__WHAT YOU ARE ASKED TO DO__
Write out the material exactly, without any of its pictures.

[Records from a data source]
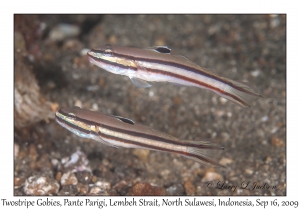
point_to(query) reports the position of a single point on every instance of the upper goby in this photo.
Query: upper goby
(156, 64)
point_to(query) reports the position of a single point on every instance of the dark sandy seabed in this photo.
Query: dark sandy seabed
(49, 160)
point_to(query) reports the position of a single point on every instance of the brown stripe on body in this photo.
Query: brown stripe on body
(139, 134)
(156, 148)
(196, 82)
(114, 64)
(72, 125)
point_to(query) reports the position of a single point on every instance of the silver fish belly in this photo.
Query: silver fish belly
(122, 132)
(156, 64)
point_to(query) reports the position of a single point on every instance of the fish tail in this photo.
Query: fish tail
(239, 92)
(203, 152)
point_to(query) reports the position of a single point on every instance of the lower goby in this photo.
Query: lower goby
(122, 132)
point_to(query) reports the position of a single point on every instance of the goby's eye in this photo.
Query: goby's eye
(107, 52)
(71, 115)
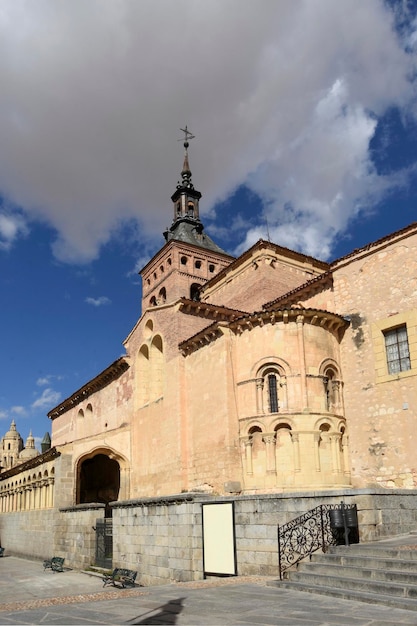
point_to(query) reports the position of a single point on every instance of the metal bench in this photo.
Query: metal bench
(56, 564)
(120, 577)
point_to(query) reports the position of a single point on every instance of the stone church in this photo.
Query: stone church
(269, 377)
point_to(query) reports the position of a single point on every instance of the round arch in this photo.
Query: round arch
(98, 477)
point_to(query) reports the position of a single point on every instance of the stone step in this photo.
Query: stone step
(327, 568)
(377, 550)
(355, 559)
(391, 588)
(348, 594)
(366, 572)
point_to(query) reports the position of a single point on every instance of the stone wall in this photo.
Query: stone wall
(28, 533)
(162, 538)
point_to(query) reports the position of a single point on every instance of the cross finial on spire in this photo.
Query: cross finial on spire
(187, 136)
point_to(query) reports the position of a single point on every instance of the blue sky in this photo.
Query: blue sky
(310, 127)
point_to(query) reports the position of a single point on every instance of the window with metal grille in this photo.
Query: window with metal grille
(396, 346)
(273, 393)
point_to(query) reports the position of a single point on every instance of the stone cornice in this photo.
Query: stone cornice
(330, 321)
(372, 247)
(209, 311)
(107, 376)
(262, 244)
(308, 289)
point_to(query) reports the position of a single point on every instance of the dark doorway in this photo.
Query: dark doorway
(99, 481)
(104, 542)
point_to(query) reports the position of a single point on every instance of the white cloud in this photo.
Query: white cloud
(101, 301)
(19, 410)
(47, 400)
(12, 225)
(43, 381)
(282, 95)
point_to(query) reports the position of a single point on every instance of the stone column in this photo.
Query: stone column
(259, 396)
(317, 437)
(270, 444)
(248, 442)
(302, 361)
(334, 444)
(295, 438)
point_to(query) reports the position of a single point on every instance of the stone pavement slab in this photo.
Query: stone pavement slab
(30, 596)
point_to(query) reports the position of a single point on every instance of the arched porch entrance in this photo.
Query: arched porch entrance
(99, 480)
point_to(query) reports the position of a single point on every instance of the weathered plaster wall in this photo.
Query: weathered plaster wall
(379, 292)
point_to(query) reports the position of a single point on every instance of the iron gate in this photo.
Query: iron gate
(104, 542)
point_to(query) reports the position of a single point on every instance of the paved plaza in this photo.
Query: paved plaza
(28, 595)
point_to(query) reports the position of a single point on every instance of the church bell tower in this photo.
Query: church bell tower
(189, 257)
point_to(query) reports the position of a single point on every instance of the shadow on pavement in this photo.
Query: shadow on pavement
(165, 614)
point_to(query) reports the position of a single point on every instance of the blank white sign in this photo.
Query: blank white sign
(219, 539)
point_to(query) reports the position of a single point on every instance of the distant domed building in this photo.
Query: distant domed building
(29, 451)
(13, 450)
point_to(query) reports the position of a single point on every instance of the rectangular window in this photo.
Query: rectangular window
(396, 346)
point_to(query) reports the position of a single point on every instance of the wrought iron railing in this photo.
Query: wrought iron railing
(313, 531)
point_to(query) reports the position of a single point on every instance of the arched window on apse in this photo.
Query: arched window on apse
(195, 292)
(271, 389)
(325, 454)
(157, 367)
(162, 296)
(143, 375)
(331, 389)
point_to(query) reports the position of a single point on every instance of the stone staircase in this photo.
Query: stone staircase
(380, 573)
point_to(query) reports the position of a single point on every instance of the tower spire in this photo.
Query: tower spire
(186, 172)
(186, 225)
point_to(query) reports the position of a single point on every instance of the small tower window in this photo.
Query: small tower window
(273, 393)
(195, 292)
(162, 296)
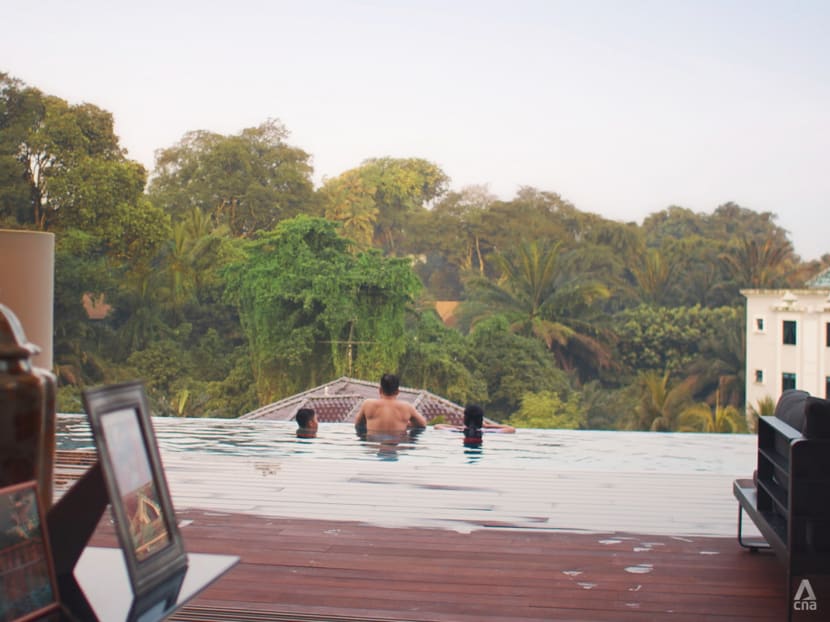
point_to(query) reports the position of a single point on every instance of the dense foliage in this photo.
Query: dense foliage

__FINAL RESULT__
point_to(query) reports the position of a single point on every instance of the upper goby in this photo.
Query: upper goby
(156, 64)
point_to(query) reports the position of a single point on every instance of the dark sandy seabed in this photo.
Query: dark sandy seabed
(49, 160)
point_to(query) reports the position of a single point on every instance of the brown stripe on body in this photo.
Query: brown stripe on body
(139, 134)
(156, 148)
(196, 82)
(114, 64)
(72, 125)
point_to(query) reports the position of a single point on every instance of the silver fish belly in this photo.
Query: silver fish belly
(122, 132)
(156, 64)
point_to(query) reports the position of a single point on every instance of the fish tail in this photo.
Query: fish tail
(239, 92)
(203, 152)
point_to(query) reports the position of a single point on every instance of the lower goby in this photo.
Query: lower goby
(122, 132)
point_to(query) reports the position of a single point on every instance of the goby's eye in this photo.
Query: goby's eye
(107, 52)
(71, 115)
point_to(query) reports the position of a single point on every instance of the metal bench in this photo.
Query: metal bench
(56, 564)
(120, 577)
point_to(query) reports the position of a single point on every instance of the stone church in this photo.
Query: stone church
(269, 377)
point_to(query) reports the position of a single point on every instance of the round arch in this photo.
Query: round arch
(98, 477)
point_to(query) reports the position of a single point on every instance of the stone step in this photo.
Query: stone step
(327, 568)
(377, 550)
(355, 559)
(391, 588)
(348, 594)
(366, 572)
point_to(query) reports the position of a single point on every instance of the stone wall in this photo.
Query: stone wall
(28, 533)
(162, 538)
point_to(query) reports the position of a single point on every instance of the cross finial on spire in this photo.
Query: cross finial on spire
(187, 136)
point_to(query) reports the position of a single point on every instance of the blue sky in this photo.
Query: blue sky
(310, 127)
point_to(query) reports the position of a single point on every instance of the window with metal grille in this photo.
Query: window with metal grille
(396, 346)
(273, 393)
point_to(query) reports the position of a single point on every instance of the stone cornice in this photo.
Query: stone cornice
(330, 321)
(372, 247)
(209, 311)
(107, 376)
(262, 244)
(308, 289)
point_to(query) reports the position of a single point on every instance of the dark doorway in this photo.
Query: dark doorway
(99, 481)
(104, 542)
point_to(query) reports the position of a single point on every instance of the white cloud in this photo.
Query: white cloud
(101, 301)
(19, 410)
(47, 400)
(12, 225)
(43, 381)
(282, 95)
point_to(query) reports the position of a single point on every instance of the stone column in this photo.
Query: stone column
(259, 396)
(317, 437)
(270, 444)
(248, 442)
(302, 361)
(334, 444)
(295, 438)
point_to(query) reports the position of a single point on every instance of the stone pavement slab in this photo.
Query: stone pavement slab
(30, 596)
point_to(query) reports the position of a single point on every instance of the arched porch entrance in this photo.
Query: arched porch entrance
(99, 480)
point_to(query) reports the position of a single point on every instance of the weathered plaster wall in this photo.
Query: weathered plaster wall
(379, 292)
point_to(query) reports the position of a single point on every instance of the iron gate in this photo.
Query: iron gate
(104, 542)
point_to(query) reports the position of a single point on every instance of the paved plaza in this photo.
Query: paved plaza
(28, 595)
point_to(query) reports the position of a single point on every instance of the church bell tower in this photo.
Query: church bell tower
(189, 257)
point_to(query) reports the position of a single point on every instance of the shadow on pavement in this photo.
Query: shadow on pavement
(165, 614)
point_to(query) reports the position of a single point on every instance of the blank white sign in this photo.
Query: blank white sign
(219, 539)
point_to(query) reports the position of a single point on every instance of the distant domed building in this photo.
Query: distant domed building
(29, 451)
(13, 450)
point_to(query) reports the position of a single point on every instance of the rectangular window in this photo.
Query: rectangular window
(396, 346)
point_to(query) reports the position of a single point on every instance of the wrought iron railing in this photo.
Query: wrought iron railing
(313, 531)
point_to(query) reports the position of a single point on every instance of the arched window on apse in this photo.
Query: arched window on apse
(195, 292)
(271, 389)
(325, 454)
(157, 367)
(162, 296)
(143, 375)
(331, 389)
point_to(query) reports the position of a single point on every instance of the stone staircase in this photo.
Query: stone staircase
(380, 573)
point_to(query) reports the position of a single point on every instance of the tower spire in this photo.
Query: tower spire
(186, 172)
(186, 225)
point_to(query) reports the position of a single point on every instance of the small tower window in this photo.
Query: small tower window
(273, 393)
(195, 292)
(162, 296)
point_to(query) reports the position of a single point on every instance of the dense foliage in this photo.
Query: dense foliage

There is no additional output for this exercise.